→ **Opdrachten**:
a - Neem uit het document over Rentree letterlijk het stuk over van "Antwoord van minister" tot en met "Rentree zich bevindt?".
b - Ga alsjeblieft verder met het document over Rentree, te beginnen na de laatste zin die er staat.

→ **Document**:
────────────────────

Vragen van het lid Monasch (PvdA) aan de minister voor Wonen en Rijksdienst over de stand van zaken in het juridisch onderzoek naar bestuurders van woningbouwcorporatie Rentree (ingezonden 18 juni 2013).

Antwoord van minister Blok (Wonen en Rijksdienst) (ontvangen 27 juni 2013).

Vraag 1

Kunt u toelichten in welke fase het juridisch onderzoek naar de oud-bestuurders van Rentree zich bevindt?

Antwoord 1

In 2010 is een forensisch onderzoeksrapport opgesteld door Deloitte gevolgd door een juridisch advies van Allen & Overy over mogelijke strafbare feiten en verhaalbaarheid van schade op voormalig bestuurders/toezichthouders. In 2012 is hierop een second opinion uitgebracht door Ivy Advocaten. Zie verder het antwoord op vragen 2 en 3.

Vraag 2

Kunt u toelichten of Rentree civielrechtelijke stappen gaat nemen om de voormalig bestuurder van Rentree persoonlijk aansprakelijk te stellen voor de schade die Rentree heeft geleden?

────────────────────

→ **Aangeleverde gegevens**:
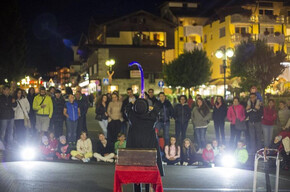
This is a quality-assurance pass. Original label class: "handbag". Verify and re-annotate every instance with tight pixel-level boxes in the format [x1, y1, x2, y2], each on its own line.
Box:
[95, 114, 103, 121]
[233, 106, 247, 131]
[17, 101, 31, 128]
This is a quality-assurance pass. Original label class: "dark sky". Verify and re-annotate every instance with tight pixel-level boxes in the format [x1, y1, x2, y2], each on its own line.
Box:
[18, 0, 228, 72]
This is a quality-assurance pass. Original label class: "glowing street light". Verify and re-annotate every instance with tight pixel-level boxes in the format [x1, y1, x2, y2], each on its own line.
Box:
[215, 47, 234, 99]
[105, 59, 115, 84]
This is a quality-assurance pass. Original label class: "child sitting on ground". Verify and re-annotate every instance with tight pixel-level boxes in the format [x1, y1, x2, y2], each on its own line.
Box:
[48, 132, 58, 151]
[163, 137, 180, 165]
[40, 136, 55, 160]
[202, 143, 214, 167]
[94, 133, 115, 163]
[234, 141, 249, 168]
[55, 135, 70, 160]
[181, 138, 198, 166]
[70, 131, 93, 163]
[115, 133, 126, 154]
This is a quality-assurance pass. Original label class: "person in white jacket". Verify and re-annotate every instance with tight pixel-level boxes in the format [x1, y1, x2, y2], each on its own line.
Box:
[14, 88, 30, 144]
[70, 131, 93, 163]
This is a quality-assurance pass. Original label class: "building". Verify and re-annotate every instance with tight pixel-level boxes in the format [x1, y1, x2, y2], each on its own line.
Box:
[79, 10, 176, 94]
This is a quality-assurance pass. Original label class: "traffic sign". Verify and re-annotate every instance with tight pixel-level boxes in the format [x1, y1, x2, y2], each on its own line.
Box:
[158, 81, 164, 87]
[103, 78, 109, 85]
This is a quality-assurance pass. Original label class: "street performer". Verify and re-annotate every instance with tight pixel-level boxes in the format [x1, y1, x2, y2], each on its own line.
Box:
[126, 98, 164, 192]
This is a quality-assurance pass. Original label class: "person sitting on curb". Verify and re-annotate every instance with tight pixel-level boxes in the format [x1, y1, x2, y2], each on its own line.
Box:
[94, 133, 115, 163]
[71, 131, 93, 163]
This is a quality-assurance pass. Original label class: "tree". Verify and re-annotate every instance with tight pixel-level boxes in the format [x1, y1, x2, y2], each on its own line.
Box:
[163, 49, 212, 92]
[231, 40, 286, 96]
[0, 0, 27, 83]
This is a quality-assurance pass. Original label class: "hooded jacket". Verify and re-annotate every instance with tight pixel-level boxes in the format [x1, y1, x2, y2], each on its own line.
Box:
[33, 94, 53, 118]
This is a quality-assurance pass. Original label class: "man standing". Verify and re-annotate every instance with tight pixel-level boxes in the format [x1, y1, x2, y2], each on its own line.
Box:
[0, 86, 17, 149]
[148, 88, 158, 106]
[121, 87, 137, 136]
[33, 87, 53, 135]
[247, 93, 263, 153]
[51, 89, 65, 138]
[155, 92, 174, 145]
[76, 91, 89, 135]
[76, 86, 90, 134]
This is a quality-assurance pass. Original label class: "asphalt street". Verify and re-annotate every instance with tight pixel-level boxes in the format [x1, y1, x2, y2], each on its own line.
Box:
[0, 161, 290, 192]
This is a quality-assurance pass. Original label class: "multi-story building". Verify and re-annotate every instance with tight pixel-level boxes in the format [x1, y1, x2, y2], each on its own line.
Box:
[161, 0, 208, 57]
[79, 11, 175, 93]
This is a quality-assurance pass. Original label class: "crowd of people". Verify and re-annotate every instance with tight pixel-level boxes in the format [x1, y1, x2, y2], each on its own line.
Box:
[0, 86, 290, 169]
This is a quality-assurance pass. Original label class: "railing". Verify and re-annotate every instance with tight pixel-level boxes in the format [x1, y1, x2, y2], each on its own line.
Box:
[184, 43, 203, 51]
[259, 34, 285, 44]
[183, 25, 203, 36]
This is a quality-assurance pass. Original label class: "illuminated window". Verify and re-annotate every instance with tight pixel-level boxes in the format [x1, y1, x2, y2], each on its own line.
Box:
[220, 27, 226, 38]
[132, 85, 139, 94]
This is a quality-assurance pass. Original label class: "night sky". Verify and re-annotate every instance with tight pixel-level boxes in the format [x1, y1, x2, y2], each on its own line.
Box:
[18, 0, 229, 73]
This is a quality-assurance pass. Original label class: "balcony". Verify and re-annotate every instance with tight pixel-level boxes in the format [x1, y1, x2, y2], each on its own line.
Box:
[259, 34, 285, 44]
[285, 35, 290, 44]
[184, 42, 203, 52]
[183, 25, 202, 36]
[231, 14, 252, 23]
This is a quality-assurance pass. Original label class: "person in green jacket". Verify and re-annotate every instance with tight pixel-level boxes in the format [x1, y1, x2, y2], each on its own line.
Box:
[115, 133, 126, 154]
[32, 87, 53, 136]
[234, 141, 249, 167]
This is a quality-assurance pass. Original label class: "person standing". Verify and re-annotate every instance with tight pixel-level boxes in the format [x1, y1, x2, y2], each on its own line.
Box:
[148, 88, 158, 106]
[191, 98, 211, 153]
[96, 94, 109, 138]
[107, 93, 123, 143]
[75, 91, 89, 135]
[121, 87, 137, 136]
[63, 94, 81, 146]
[174, 95, 191, 142]
[227, 97, 246, 147]
[14, 88, 30, 145]
[212, 96, 227, 144]
[27, 87, 36, 136]
[76, 86, 88, 133]
[247, 93, 263, 153]
[277, 101, 290, 132]
[155, 92, 174, 145]
[126, 98, 164, 192]
[51, 89, 65, 138]
[262, 99, 277, 147]
[0, 86, 17, 150]
[33, 87, 53, 136]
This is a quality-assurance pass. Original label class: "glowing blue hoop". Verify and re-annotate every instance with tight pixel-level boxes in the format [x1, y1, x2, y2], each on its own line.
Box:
[129, 61, 145, 98]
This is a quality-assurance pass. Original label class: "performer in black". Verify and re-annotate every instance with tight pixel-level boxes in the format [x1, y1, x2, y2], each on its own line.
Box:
[126, 98, 164, 192]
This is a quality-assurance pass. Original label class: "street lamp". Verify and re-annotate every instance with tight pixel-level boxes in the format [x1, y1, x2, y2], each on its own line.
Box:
[106, 59, 115, 84]
[215, 47, 234, 99]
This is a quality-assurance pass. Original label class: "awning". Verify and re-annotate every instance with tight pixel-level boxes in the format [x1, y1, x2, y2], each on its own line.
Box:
[209, 77, 240, 88]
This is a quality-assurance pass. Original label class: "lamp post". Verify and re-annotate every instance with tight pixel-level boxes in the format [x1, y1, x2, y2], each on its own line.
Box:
[106, 59, 115, 84]
[215, 47, 234, 99]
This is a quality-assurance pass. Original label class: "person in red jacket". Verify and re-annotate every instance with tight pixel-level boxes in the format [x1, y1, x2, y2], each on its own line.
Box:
[202, 143, 214, 167]
[262, 99, 277, 147]
[227, 97, 246, 146]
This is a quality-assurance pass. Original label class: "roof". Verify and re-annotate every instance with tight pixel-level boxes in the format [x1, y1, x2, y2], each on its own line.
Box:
[94, 10, 176, 27]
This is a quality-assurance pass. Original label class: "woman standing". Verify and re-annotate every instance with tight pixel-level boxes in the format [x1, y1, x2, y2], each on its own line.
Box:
[212, 96, 227, 144]
[227, 97, 246, 147]
[262, 99, 277, 147]
[191, 98, 211, 153]
[96, 94, 108, 138]
[174, 95, 191, 142]
[107, 93, 123, 143]
[27, 87, 36, 136]
[14, 88, 30, 144]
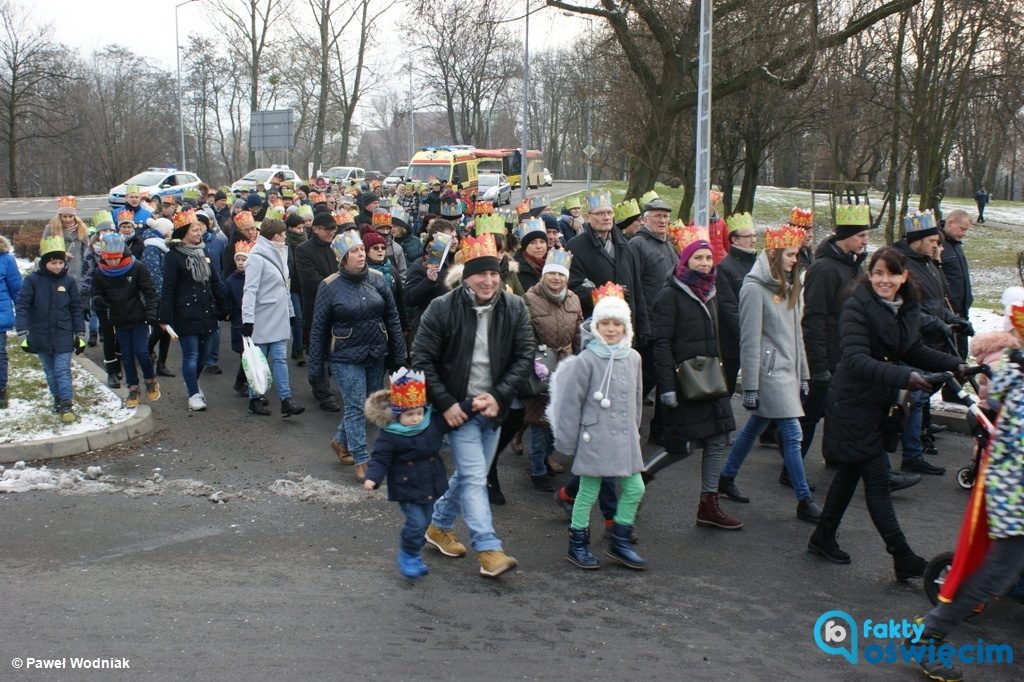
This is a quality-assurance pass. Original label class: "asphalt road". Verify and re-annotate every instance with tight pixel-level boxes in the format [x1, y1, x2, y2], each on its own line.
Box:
[0, 180, 586, 220]
[0, 340, 1024, 681]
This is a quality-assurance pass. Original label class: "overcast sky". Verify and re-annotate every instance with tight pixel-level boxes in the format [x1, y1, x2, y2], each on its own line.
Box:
[46, 0, 587, 71]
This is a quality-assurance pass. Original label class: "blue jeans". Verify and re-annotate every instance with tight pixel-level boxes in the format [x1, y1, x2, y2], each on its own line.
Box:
[432, 415, 502, 552]
[249, 339, 292, 400]
[118, 325, 157, 388]
[203, 325, 220, 364]
[529, 424, 555, 476]
[292, 292, 305, 353]
[331, 360, 384, 464]
[902, 391, 931, 463]
[39, 352, 72, 402]
[178, 334, 213, 396]
[722, 415, 811, 500]
[398, 502, 434, 555]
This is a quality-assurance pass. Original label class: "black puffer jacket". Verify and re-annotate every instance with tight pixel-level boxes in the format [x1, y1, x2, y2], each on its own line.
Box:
[822, 281, 962, 464]
[566, 224, 650, 337]
[413, 287, 536, 422]
[92, 260, 157, 331]
[715, 247, 758, 360]
[801, 237, 866, 378]
[653, 276, 736, 444]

────────────────────

→ **Uitgewerkte opdrachten**:
a -
Antwoord van minister Blok (Wonen en Rijksdienst) (ontvangen 27 juni 2013).

Vraag 1

Kunt u toelichten in welke fase het juridisch onderzoek naar de oud-bestuurders van Rentree zich bevindt?

b -
Antwoord 2

Rentree geeft aan dat op 26 april 2013 de voormalig bestuurder is gedagvaard. In deze civielrechtelijke procedure stelt Rentree de voormalig bestuurder hoofdelijk aansprakelijk voor de vergoeding van alle huidige en toekomstige schade die de woningstichting Rentree en/of Rentree projectontwikkeling heeft/hebben geleden op grond van onbehoorlijk bestuur ex artikel 2:9 BW en/of op grond van onrechtmatige daad ex artikel 6:162 BW, onder meer in verband met de (aankoop van) Project Duistervoordsweg.

Vraag 3

Kunt u toelichten hoe het huidige bestuur van Rentree tot nu toe medewerking heeft verleend aan het juridisch onderzoek?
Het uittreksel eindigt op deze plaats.